__Input data__:
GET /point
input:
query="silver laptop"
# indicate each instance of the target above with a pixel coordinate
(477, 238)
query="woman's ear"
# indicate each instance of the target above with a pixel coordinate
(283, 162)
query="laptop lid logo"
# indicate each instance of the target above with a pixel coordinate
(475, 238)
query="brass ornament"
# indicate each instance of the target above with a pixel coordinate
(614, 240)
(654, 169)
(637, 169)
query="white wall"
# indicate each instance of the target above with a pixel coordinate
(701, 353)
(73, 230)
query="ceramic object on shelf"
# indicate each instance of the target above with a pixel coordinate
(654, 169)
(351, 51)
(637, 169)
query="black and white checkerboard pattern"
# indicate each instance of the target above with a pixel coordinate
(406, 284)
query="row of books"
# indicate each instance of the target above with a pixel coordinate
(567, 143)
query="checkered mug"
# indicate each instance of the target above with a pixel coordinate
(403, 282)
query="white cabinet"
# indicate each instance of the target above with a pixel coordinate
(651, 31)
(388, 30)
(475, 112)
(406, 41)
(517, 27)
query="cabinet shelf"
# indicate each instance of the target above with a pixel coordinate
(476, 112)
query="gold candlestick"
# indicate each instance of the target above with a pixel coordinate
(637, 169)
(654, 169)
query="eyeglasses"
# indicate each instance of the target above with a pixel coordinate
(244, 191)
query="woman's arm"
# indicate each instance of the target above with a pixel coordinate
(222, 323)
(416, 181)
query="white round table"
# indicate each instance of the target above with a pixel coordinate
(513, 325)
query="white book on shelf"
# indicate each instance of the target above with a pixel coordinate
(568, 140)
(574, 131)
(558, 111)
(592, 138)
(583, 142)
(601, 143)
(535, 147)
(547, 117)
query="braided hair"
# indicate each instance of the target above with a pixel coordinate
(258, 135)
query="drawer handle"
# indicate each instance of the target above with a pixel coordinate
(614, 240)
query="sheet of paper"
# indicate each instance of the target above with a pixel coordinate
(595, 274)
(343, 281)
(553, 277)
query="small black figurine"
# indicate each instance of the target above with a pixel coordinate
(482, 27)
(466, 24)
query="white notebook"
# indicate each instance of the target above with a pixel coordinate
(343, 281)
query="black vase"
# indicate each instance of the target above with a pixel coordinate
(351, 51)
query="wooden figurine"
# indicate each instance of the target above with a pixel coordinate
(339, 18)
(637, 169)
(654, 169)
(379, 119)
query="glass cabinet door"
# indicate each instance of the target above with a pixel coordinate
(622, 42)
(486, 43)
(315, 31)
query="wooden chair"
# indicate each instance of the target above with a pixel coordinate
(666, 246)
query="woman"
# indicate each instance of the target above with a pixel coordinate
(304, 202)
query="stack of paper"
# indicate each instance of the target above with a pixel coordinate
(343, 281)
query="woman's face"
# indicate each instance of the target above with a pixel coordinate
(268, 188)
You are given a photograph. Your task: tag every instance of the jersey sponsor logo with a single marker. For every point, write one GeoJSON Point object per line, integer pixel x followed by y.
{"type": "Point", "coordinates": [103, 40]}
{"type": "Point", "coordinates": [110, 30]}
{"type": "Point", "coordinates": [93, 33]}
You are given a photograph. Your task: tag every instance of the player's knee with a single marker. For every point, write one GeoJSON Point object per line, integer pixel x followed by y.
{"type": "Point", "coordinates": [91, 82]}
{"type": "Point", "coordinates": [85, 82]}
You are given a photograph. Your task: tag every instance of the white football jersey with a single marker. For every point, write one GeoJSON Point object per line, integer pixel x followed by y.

__Task statement__: Each line of the material above is to be retyped verbatim.

__Reply__:
GET /point
input:
query="silver laptop"
# indicate each instance of the target above with a pixel coordinate
(477, 238)
query="woman's ear"
# indicate each instance of the target above with a pixel coordinate
(283, 162)
query="laptop lid logo"
# indicate each instance of the target above with a pixel coordinate
(475, 238)
query="brass ornament"
# indicate each instance of the target above with a pixel coordinate
(614, 240)
(654, 169)
(637, 169)
query="white wall"
# indicate each instance of the target above with a pixel coordinate
(701, 353)
(73, 230)
query="ceramic object on shelf"
# indicate each instance of the target above with a pixel coordinate
(654, 169)
(351, 51)
(637, 169)
query="black and white checkerboard pattern"
# indicate each instance of the target above with a pixel coordinate
(406, 284)
query="row of books"
# indicate each instance of the target above with a pixel coordinate
(567, 143)
query="checkered mug"
# indicate each instance of the target above with a pixel coordinate
(403, 282)
query="white cabinet"
# indicate each instance of the target above with a pixel coordinate
(651, 31)
(388, 30)
(475, 112)
(406, 41)
(517, 27)
query="cabinet shelf"
# indicate each instance of the target above with a pixel coordinate
(476, 112)
query="gold candlestick"
# indicate each instance of the target above with a pixel coordinate
(637, 169)
(654, 169)
query="eyeglasses"
# indicate each instance of the target above with a pixel coordinate
(244, 191)
query="woman's arm"
# indicate each instance of the target above with a pixel coordinate
(222, 323)
(416, 181)
query="white round table"
# indicate each instance of the target above with a pixel coordinate
(513, 325)
query="white book on shelf"
# indicate each instance of the target above with a pixel coordinate
(568, 140)
(574, 131)
(558, 111)
(592, 138)
(583, 142)
(601, 143)
(535, 147)
(547, 117)
query="braided hair"
# indicate each instance of the target above with a pixel coordinate
(258, 135)
query="drawer handle"
# indicate each instance of the target above with a pixel coordinate
(614, 240)
query="sheet of paper"
# indicate each instance of the target above with a pixel coordinate
(595, 274)
(343, 281)
(553, 277)
query="small black figurine"
# indicate each instance of the target above with a pixel coordinate
(482, 27)
(466, 24)
query="white notebook"
# indicate each instance of the target above with a pixel coordinate
(343, 281)
query="black vase"
# indicate each instance of the target above with a pixel coordinate
(351, 51)
query="wooden figurine"
# indicate each instance of the target above with a pixel coordinate
(339, 18)
(637, 169)
(654, 169)
(379, 119)
query="glass cabinet door"
# indicate each instance of the target above with a pixel coordinate
(622, 42)
(486, 43)
(315, 31)
query="wooden chair"
# indicate each instance of the target above with a pixel coordinate
(666, 246)
query="woman"
# indicate each instance of the target above with a pixel coordinate
(304, 202)
query="stack of paper"
# indicate each instance of the target above with a pixel coordinate
(343, 281)
query="woman's face"
# indicate each instance of the target above with a pixel coordinate
(268, 188)
You are given a photograph. Your task: tag every instance of the jersey sponsor logo with a single marker. For every point, write one GeoJSON Point object per line, integer pixel x followed by y.
{"type": "Point", "coordinates": [103, 40]}
{"type": "Point", "coordinates": [110, 30]}
{"type": "Point", "coordinates": [93, 33]}
You are given a photograph. Your task: tag every instance of the player's knee with a single marker. For every point, write one GeoJSON Point object per line, integer pixel x followed by y.
{"type": "Point", "coordinates": [91, 82]}
{"type": "Point", "coordinates": [85, 82]}
You are given a photograph. Your task: tag every instance of the white football jersey with a single marker. For every point, write one GeoJSON Point object per line, integer pixel x followed by y.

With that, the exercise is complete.